Где лиризм, где утонченность, где, наконец, очищающая сила искусства, куда увело нас стремление быть, как все? Почему индивидуальности и лица, знающие, чего хотят, сегодня оттесняются и вызывают сердитое недовольство: странный, непонятный человек, до неудобства мешающий. Ладно — мешающий. А куда подеваешь стремление народа бережно сохранить свое национальное искусство? Ведь как оживляются люди, слушая балалайку, как добреют лица! Нужен, нужен возврат, движение народа к истинно народным инструментам. Но не к бездушному исполнительству. Происходит удивительная вещь: чем больше у нас исполнителей-лауреатов и молодых исполнителей, тем меньше желающих идти на концерты. Академическое исполнительство, совершенная техника владения инструментами — все есть, а вот поди ж ты — не трогает.

Клепалов убежден — нет эмоциональной раскрепощенности, не будет и взаимопонимания со слушателем.

В своих размышлениях он постоянно возвращается к истокам народного творчества.

— Жалейку слыхивал? — приступала бабка, у которой заночевал после концерта. — А знашь, пошто жалейка-то? Не знашь? — она торжественно выпрямилась над столом, выставила вперед узловатый палец и медленно, словно диктуя, втолковывала: — Ране не кричали: люблю! Ране говорили: жалею тебя, жалости много было в людях. У меня первый мужик, убитый на гражданской, душевный был, жалеющий. Не гармонь и не че друго к руке припало, а вот жалейка, парень, само то, по нему была. Уж как выведет, пал бы да уревелся, сам не знашь почто, душу эдак вывернет да как сквозняком обчистит. Седет на порог-от, наробится, глядит на меня да играт. А оно и вправду, как бабенка там внутре жалейки сидит да разными голосами причитает, то выше, то ниже. Наломаешься, наробишься, а эдак вот посидишь, послушаешь, дак и жизнь окажет солнышко, хоть и тьма-тьмушка за окошком. Пошто хоть все упадат-то теперь? Робить робят, а чтоб в избе какой вечером че заиграло — не слыхивала. В яшшик пелятся, и все!

Тот разговор со старой женщиной запомнился, да, собственно, разве только тот разговор? А эпизод после концерта в совхозе, где его балалайку слушали и просили играть еще и еще, а потом подошел мужичок, не старый вовсе, с достоинством так взял балалаечку, сел на его место и выдал «Мотаню».

— Такую знаешь? — спросил строго. — Смотри, показываю.

» ЗАПИСАННЫЕ ДАННЫЕ:
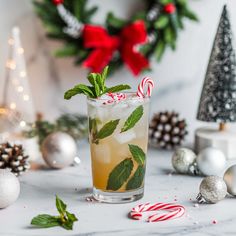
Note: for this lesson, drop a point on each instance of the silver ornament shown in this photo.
(182, 159)
(9, 188)
(59, 150)
(230, 180)
(212, 190)
(211, 161)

» ЧТО СДЕЛАТЬ:
1. Перепишите все строки листинга с фотографиями и точками, включая запросы, сдвинув каждую координату точек в ответах на 53 в большую сторону. Сами изображения в ответ не включайте.
2. Продолжите текст о балалайке и народной музыке, начав сразу после последней приведённой фразы.
Текст и листинг между собой никак не связаны.

» ОТВЕТЫ К ЗАДАНИЯМ:
1.
Note: for this lesson, drop a point on each instance of the silver ornament shown in this photo.
(235, 212)
(62, 241)
(112, 203)
(283, 233)
(265, 243)
(264, 214)

2.
И он, медленно переставляя пальцы на грифе, как ученику, показывал Клепалову «Мотаню». Он сделал вид, что не знает, а душа встрепенулась, обрадовалась: есть в деревне балалаечник, стало быть, и интерес к ней не утрачен. Но где же массовый интерес, где же руки искусные, почему так небрежно отзываются о балалайке молодые люди? Неужели так значителен разрыв между профессиональным искусством и восприятием народа? Где же та нить, которая связывала большое искусство Шаляпина с народной жизнью? Разучились самовыражаться? Разучились переживать в музыке свои чувства и мысли? Да ведь это и есть та самая нить, связывающая в единое целое зрителя и исполнителя, тот духовный контакт, который не может пройти бесследно. Теперь мимо ширпотреба равнодушно проходят даже в магазине, а уж что касается музыки, то кого она затронет, если сам исполнитель не испытывает волнения?

Раньше на посиделках никто ни перед кем не выставлялся, люди элементарно общались и обхохотали бы всякого, кто назвал бы их артистами! Каждый вил свою нить впечатлений, вплетаясь в общую канву хора, и все были единым целым. Знаменитые русские хороводы могли потрясти человека своей эмоциональностью, давали душевное здоровье, и никакой труд не гнул человека. Русский щедрый энтузиазм и совместное творчество не раз спасали народ от разрушительных невзгод, помогали восстанавливать душевные силы.

— Многого ты, Юрий Михайлович, хочешь от балалайки, замаялся думать про нее, вон, тридцать шесть, а весь седой! — иронизировали те, кто давно отказался от дум вообще.

Где-то «ТАМ», по представлению многих, куется эта самая культура, где-то «ТАМ» формируется творческий процесс, а тут, в провинции, мол, люди маленькие, каждый сверчок знай-ка свой шесток! Почему?! Почему человек так рано устает жить, искать себя, почему дерзости и мятежности боится? Спешат, торопятся. По кругу суеты. Падают. Уж навсегда. Ни света, ни солнца, ни жизни. Что отдано? А почему так жалели отдавать, что мешало? Жадность, невежество, эгоизм? Может, стремление казаться, но не быть. Может, внешний антураж, хруст нового пиджака вытеснили умение обходиться малым ради большего.

Да вот испугался, скукожился человек, душу — на замок, засиял навстречу фортуне лицом и успокоился, утеплился тем провинциальным «как все» и осел, как перезревшая квашня.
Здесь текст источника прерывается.